**BRANO FORNITO:**
-----
Niente ok per la donazione di organi
L’amministratore di sostegno non può dare il consenso
L’amministratore di sostegno non può essere autorizzato dal giudice a manifestare il consenso al prelievo di organi per conto del rappresentato, incapace di agire, se la misura protettiva sia stata adottatata in considerazione dell’impossibilità di questi, di badare ai propri interessi. Lo afferma il Tribunale di Mantova, con sentenza del 25 agosto 2016. A sollecitare la pronuncia è la richiesta di un amministratore di sostegno tesa a ottenere dal giudice tutelare il benestare a esprimere, in luogo del suo rappresentato, la disponibi- lità all’eventuale donazione degli organi, ove non fosse riuscito a superare la gravissima situazione clinica in cui versava. Il ricovero in terapia intensiva e il coma cerebrale ne facevano ormai presumere la morte imminente. Condizioni, che avevano indotto i medici del reparto a chiedere all’amministratore – assenti parenti stretti del paziente – il consenso a un eventuale espianto, non avendo il malato mai manifestato, in precedenza, alcuna decisione in merito.
-----
**DATI FORNITI:**
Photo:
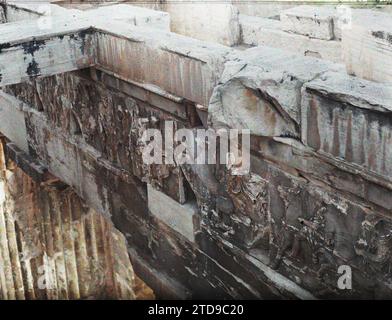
-----
**ISTRUZIONI:**
In base al brano sulla donazione di organi, risponda alle seguenti domande:
(a) Quale tribunale si è pronunciato e in quale data è stata emessa la sentenza?
(b) In quale reparto era ricoverato il paziente?
(c) Chi aveva chiesto all'amministratore il consenso a un eventuale espianto?

**SOLUZIONE DELL'ESERCIZIO:**
(a) Il Tribunale di Mantova, con sentenza del 25 agosto 2016.
(b) In terapia intensiva.
(c) I medici del reparto.